#### Tareas propuestas
[a] Reproduce sin cambios el pasaje del texto sobre el huracán Milton que va desde "Milton fue devastación" hasta "un infierno aborrecible.", ambos incluidos.
[b] Según el texto sobre el huracán Milton, ¿a qué calle llega quien narra mientras recorre el Cerro?
[c] Escribe la continuación del texto sobre el huracán Milton a partir de su última oración.

#### Texto de origen
La ciudad será un sembradío
LA HABANA, Cuba. – Se fue Milton, ya no desanda el mar ni la tierra ese huracán con nombre de poeta. Ya se fue Milton dejando devastación y podredumbre en cada uno de los sitios por los que pasó. Ya no se perciben las fuerzas de sus vientos ni sus furias, y también se asfixiaron las lluvias tan intensas. El mar volvió a la calma, pero lo más probable es que el recuerdo de su saña persista durante muchos años en la memoria colectiva.
Ya se apagó aquel huracán que exhibiera nombre de poeta. Milton está sofocado y en la historia, y lo más probable es que persista por mucho tiempo en el recuerdo, incluso en el imaginario de quienes no confrontaron la fortaleza de sus vientos. Ya está volviendo la calma a los territorios abusados, y las aguas comienzan a tomar sus niveles habituales.
Milton fue devastación y fue quebranto, y es probable que los ojos que le miraron reconocieran en él al mismísimo centro del infierno. Y no dudo que las almas más ilustradas se pusieran a evocar, y sin remilgos El paraíso perdido, ese que Milton nos legó, como también es probable que nos pusiera frente a otro de los paraísos perdidos, frente a un infierno aborrecible.
Y tras la calma reaparecen desastres más terribles que el huracán y el terremoto, más que ese Milton que convocó a todas las fuerzas del viento y también del mar, pero es casi seguro que esos estropicios se borren sin muchas dilaciones y den paso a un paisaje recobrado, sin esas “listas de espera” que duran años, eternidades, porvenires, que por acá reconocemos muy bien.
Y porque tengo la certeza de que es muy probable que ocurra todo eso que he fijado en estas líneas, echo otras miradas que también me hacen pensar, y con más fuerza, en la destrucción y en la barbarie que es siempre el final de un huracán, de un terremoto o un tsunami, aunque no nos tocara esta vez. Milton dará paso al recobrado paraíso, mientras yo, y mis coterráneos, desandaremos los muy dilatados círculos del infierno.
Y hoy me puse a desandar el Cerro. Salí a buscar algo que poner en la cazuela y sobre alguna hornilla del fogón. Y así desandando el barrio en el que transcurren estos días de mis angustias, recordé lo que de las bondades del Cerro había yo escuchado. Y desandándolo, buscando pistas de comida, miré otro paisaje, está vez después de esa batalla que ha resultado ser el comunismo.
Y caminando, hurgando como alma en pena, miré al Cerro que hoy también hace recordar a un paisaje después de mil batallas. Caminando, husmeando en los más intrincados recovecos del barrio que fue tan elegante, constaté la podredumbre y la desolación que es tan semejante a ese paisaje que en herencia nos deja un huracán.
Andando y andando fui a dar a la calle Santa Teresa, a esa que, como todas las calles de esta ciudad, ya perdió todas sus prestancias. El Cerro, aquel barrio del que dicen fue muy hermoso, ya derramó güiro, calabaza y miel, y la mayoría de sus casas señoriales se desplomaron (y las que quedan están a punto de venirse abajo, irremediablemente).

#### Datos almacenados
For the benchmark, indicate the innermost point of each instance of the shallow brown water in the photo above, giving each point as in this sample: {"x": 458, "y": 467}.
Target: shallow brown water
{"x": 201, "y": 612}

#### Respuestas
[a]
Milton fue devastación y fue quebranto, y es probable que los ojos que le miraron reconocieran en él al mismísimo centro del infierno. Y no dudo que las almas más ilustradas se pusieran a evocar, y sin remilgos El paraíso perdido, ese que Milton nos legó, como también es probable que nos pusiera frente a otro de los paraísos perdidos, frente a un infierno aborrecible.

[b] A la calle Santa Teresa.

[c]
El Cerro, y la maldita circunstancia del agua de lluvia por todas partes, y yo caminando, contemplándolo, y buscando algo que poner en las cazuelas… Y así, caminando, así buscando, llegué a la calle Santa Teresa donde encontré algo particularmente extraño y con tintes de lo que es insólito.
Yo miré, tristemente, los signos del desastre que está a punto de llegar. Y allí, en medio de la calle Santa Teresa miré un sembradío. “Insólito”, me dije, y se me abrió la boca, espontáneamente… No lo podía creer: un huerto en medio de la calle, un huerto creciendo en la profundidad de un bache, en una brevísima depresión en el asfalto de la calle Santa Teresa. Un bache, un sembradío, en esa calle con la que el Cerro hizo honores a Santa Teresa de Ávila, la fundadora de la orden de las Carmelitas descalzas.
Y es tremendo que esa calle tan triste y desguazada exhiba el nombre de quien escribiera “Camino de perfección”. Y quizá un camino de perfección pudo ser esa calle que hoy llora ante los ojos de la santa, de todo el que la transita. Santa Teresa es hoy triste, y a los vecinos no les queda otro remedio que aprovechar lo que tienen, incluyendo los huecos en el asfalto de sus calles. Sembrar en cualquier sitio, incluido un hueco en el asfalto, esa es la cuestión.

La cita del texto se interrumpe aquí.